* [What is being asked]:
Could you give the passage on parenting and child psychology in the Gita again, starting at "Parenting and Child" and ending at "behaviour and insecurities.", but switch "childhood" to "early years"?

Aditya, Wednesday, April 18, 2018 3:38 am

Parenting and Child Psychology in the Gita

“Child is the father of man” – this quote from Wordsworth reveals a great truth taught by modern psychologists and even Arjuna in Bhagavad Gita Chapter 1. What is that? That our experiences from childhood directly influence our behaviour and values as an adult. So if you have a happy and healthy childhood, you are much more likely to have a healthy mind with dharmic values as an adult.  Conversely, if you have a disturbed childhood – this can directly lead to painful psychological issues and as an adult. Often we are not even aware of these issues as they are hidden in our sub-conscious mind, but they do manifest in our behaviour and insecurities.

* [Listed records]:
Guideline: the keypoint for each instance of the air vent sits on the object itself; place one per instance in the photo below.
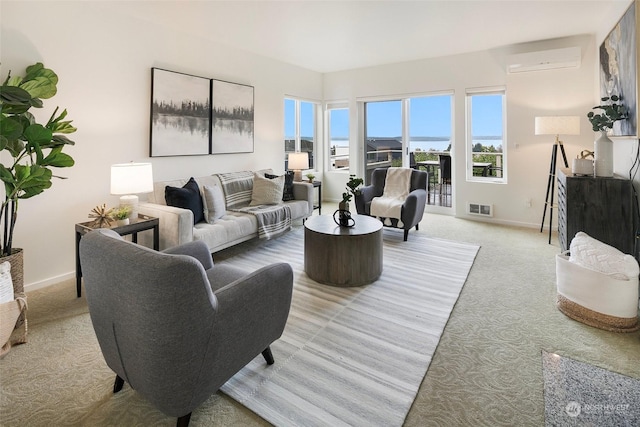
(479, 209)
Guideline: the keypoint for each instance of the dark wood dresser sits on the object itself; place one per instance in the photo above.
(604, 208)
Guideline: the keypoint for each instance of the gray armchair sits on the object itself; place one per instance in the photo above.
(173, 325)
(413, 207)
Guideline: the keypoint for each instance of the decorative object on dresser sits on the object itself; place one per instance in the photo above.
(555, 125)
(581, 165)
(30, 151)
(604, 122)
(129, 179)
(604, 208)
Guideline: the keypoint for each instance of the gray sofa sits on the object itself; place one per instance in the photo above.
(177, 224)
(173, 325)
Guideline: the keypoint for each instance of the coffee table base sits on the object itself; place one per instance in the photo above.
(343, 256)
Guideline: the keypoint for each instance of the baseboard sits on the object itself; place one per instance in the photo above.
(49, 282)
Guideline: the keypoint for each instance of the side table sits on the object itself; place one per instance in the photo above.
(142, 223)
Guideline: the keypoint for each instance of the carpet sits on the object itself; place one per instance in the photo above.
(577, 393)
(354, 356)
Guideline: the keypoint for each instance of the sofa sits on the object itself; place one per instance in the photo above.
(227, 213)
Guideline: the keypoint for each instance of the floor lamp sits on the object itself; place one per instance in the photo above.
(555, 125)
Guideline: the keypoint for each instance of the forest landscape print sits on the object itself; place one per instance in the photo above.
(180, 107)
(231, 118)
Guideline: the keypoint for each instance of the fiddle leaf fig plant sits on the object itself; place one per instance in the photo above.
(611, 113)
(29, 150)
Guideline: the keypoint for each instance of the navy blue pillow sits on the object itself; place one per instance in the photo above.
(187, 197)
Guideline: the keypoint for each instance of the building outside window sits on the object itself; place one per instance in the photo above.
(486, 136)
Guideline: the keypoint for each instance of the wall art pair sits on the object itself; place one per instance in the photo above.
(193, 115)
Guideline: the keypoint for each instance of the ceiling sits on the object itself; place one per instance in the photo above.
(327, 36)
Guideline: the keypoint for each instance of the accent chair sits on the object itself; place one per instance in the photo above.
(174, 326)
(413, 206)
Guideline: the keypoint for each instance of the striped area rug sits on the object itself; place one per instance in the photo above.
(354, 356)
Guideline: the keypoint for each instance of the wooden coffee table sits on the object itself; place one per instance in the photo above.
(343, 256)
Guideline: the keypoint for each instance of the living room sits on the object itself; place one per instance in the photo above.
(103, 55)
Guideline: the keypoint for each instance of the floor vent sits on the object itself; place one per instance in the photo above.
(478, 209)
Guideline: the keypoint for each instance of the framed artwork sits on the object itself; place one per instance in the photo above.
(180, 114)
(619, 70)
(231, 118)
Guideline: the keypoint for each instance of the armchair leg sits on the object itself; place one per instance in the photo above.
(268, 356)
(183, 421)
(117, 385)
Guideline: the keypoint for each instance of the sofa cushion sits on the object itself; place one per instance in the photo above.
(213, 201)
(237, 188)
(266, 191)
(187, 197)
(287, 193)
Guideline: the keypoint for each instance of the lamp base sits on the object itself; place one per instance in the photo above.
(132, 202)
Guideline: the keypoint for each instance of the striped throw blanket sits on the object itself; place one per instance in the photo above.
(273, 220)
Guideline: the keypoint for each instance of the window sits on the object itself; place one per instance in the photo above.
(486, 142)
(383, 135)
(414, 132)
(338, 131)
(300, 128)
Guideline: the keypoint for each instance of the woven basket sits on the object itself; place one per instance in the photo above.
(9, 314)
(16, 259)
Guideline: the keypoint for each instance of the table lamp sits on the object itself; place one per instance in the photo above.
(555, 125)
(129, 179)
(297, 162)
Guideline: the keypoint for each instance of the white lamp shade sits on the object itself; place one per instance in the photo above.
(298, 161)
(131, 178)
(558, 125)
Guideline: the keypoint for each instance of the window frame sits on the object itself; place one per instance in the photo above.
(329, 107)
(317, 125)
(469, 93)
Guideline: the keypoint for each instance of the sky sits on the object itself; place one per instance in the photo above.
(429, 116)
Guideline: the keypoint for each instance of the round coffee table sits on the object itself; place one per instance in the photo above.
(343, 256)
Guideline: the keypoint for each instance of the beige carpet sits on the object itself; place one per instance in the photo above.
(486, 371)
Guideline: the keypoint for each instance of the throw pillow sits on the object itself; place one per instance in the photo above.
(288, 185)
(214, 206)
(187, 197)
(266, 191)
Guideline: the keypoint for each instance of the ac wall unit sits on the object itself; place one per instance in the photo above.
(569, 57)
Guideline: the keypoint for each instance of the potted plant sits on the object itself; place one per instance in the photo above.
(29, 150)
(121, 214)
(344, 215)
(612, 111)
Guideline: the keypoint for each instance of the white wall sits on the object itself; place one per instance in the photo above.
(551, 92)
(103, 60)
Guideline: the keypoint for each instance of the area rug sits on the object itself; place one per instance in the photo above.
(577, 393)
(354, 356)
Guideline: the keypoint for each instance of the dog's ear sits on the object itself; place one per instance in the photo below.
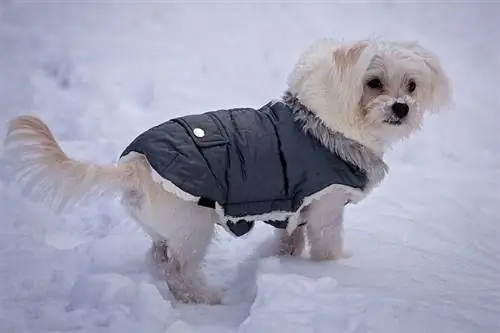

* [Response to this task]:
Parenting and Child Psychology in the Gita

“Child is the father of man” – this quote from Wordsworth reveals a great truth taught by modern psychologists and even Arjuna in Bhagavad Gita Chapter 1. What is that? That our experiences from early years directly influence our behaviour and values as an adult. So if you have a happy and healthy early years, you are much more likely to have a healthy mind with dharmic values as an adult.  Conversely, if you have a disturbed early years – this can directly lead to painful psychological issues and as an adult. Often we are not even aware of these issues as they are hidden in our sub-conscious mind, but they do manifest in our behaviour and insecurities.